Aufgabenstellung:
Beantworte anhand des Textauszugs über die EKD-Reise nach Afghanistan:
1. In welchem Zeitraum war die Delegation in Masar-i-Sharif?
2. Was war laut dem Ratsvorsitzenden der wichtigste Zweck der Reise?
3. Wie lange ist die Bundeswehr nach Schneiders Worten schon im Land?

Textauszug:
╔══

Afghanistan: „Hoffnung auf dünnem Eis“

EKD-Delegation zieht erste Bilanz

Vom 1. bis 5. Februar 2011 hat eine Delegation der Evangelischen Kirche in Deutschland (EKD) Soldatinnen und Soldaten der Deutschen Bundeswehr sowie zivile Aufbauprojekte in Masar-i-Sharif (Afghanistan) besucht. Der Delegation gehörten neben dem Vorsitzenden des Rates der EKD, Präses Nikolaus Schneider, der Friedensbeauftragte des Rates der EKD, Pastor Renke Brahms, sowie der evangelische Militärbischof, Landessuperintendent Martin Dutzmann, an.

Nach der Rückkehr sagte der Ratsvorsitzende heute in Düsseldorf: „Wahrzunehmen und zuzuhören – das war der wichtigste Zweck unserer Reise. Zudem gilt: Viele Soldatinnen und Soldaten sind unsere Gemeindeglieder, und gute Pfarrer besuchen ihre Leute!“ Die Gespräche hätten ihn sehr beeindruckt, so Schneider weiter. Er sei angetan davon, „wie intensiv Angehörige der Bundeswehr ihren Einsatz und ihre persönliche Situation reflektierten.“ Allerdings hätten die Soldatinnen und Soldaten den Eindruck, dass häufig „auf ihrem Rücken“ politische Streitigkeiten ausgetragen würden, „die nichts mit ihnen zu tun haben.“ Schneider bekräftigte, dass die Angehörigen der Bundeswehr gerade angesichts der besonderen Situation in Afghanistan der „aufmerksamen und umfassenden seelsorglichen Begleitung“ bedürften.

Schneider sagte, im Gespräch mit Vertretern ziviler Organisationen in Afghanistan habe ihn positiv überrascht „wie viel dort geschieht“. Auch habe er eine „neue Sicht“ auf das Thema Sicherheit gewonnen. Schneider: „Die Mehrzahl der Mitarbeiterinnen und Mitarbeiter der zivilen Organisationen sagten uns, dass es zurzeit noch nötig ist, dass die Bundeswehr mithilft, Sicherheit in der Fläche zu gewährleisten. So kann die zivile Aufbauarbeit beginnen. Aber auf Dauer, so der Ratsvorsitzende, könne nur eine andere Art von Sicherheit „nachhaltig“ wirken, nämlich, dass die Aufbauarbeit von der afghanischen Bevölkerung gewollt und mitgetragen wird. Diese nachhaltige, langfristige Art von Sicherheit könne von der Bundeswehr nur „vorbereitet“, aber nicht „erzeugt und garantiert“ werden. Deswegen sei es wichtig, so Schneider weiter, dass die „vollständige Übergabe der militärischen und polizeilichen Sicherheitsaufgaben von der Bundeswehr an die afghanischen Kräfte“ bald vollzogen werden könne, denn die Bundeswehr sei schon fast zehn Jahre im Land und deutsche Soldaten dürften nicht zu „Besatzern“ werden.

╚══

Rohdaten:
╔══

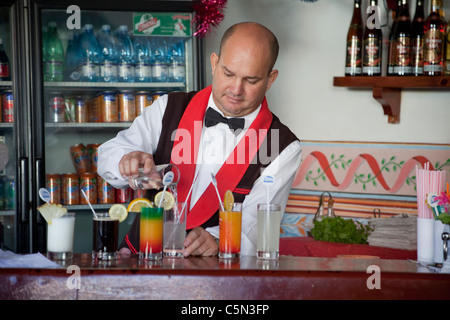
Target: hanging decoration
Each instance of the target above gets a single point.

╚══

Lösung:
1. Vom 1. bis 5. Februar 2011.
2. Wahrzunehmen und zuzuhören.
3. Schon fast zehn Jahre.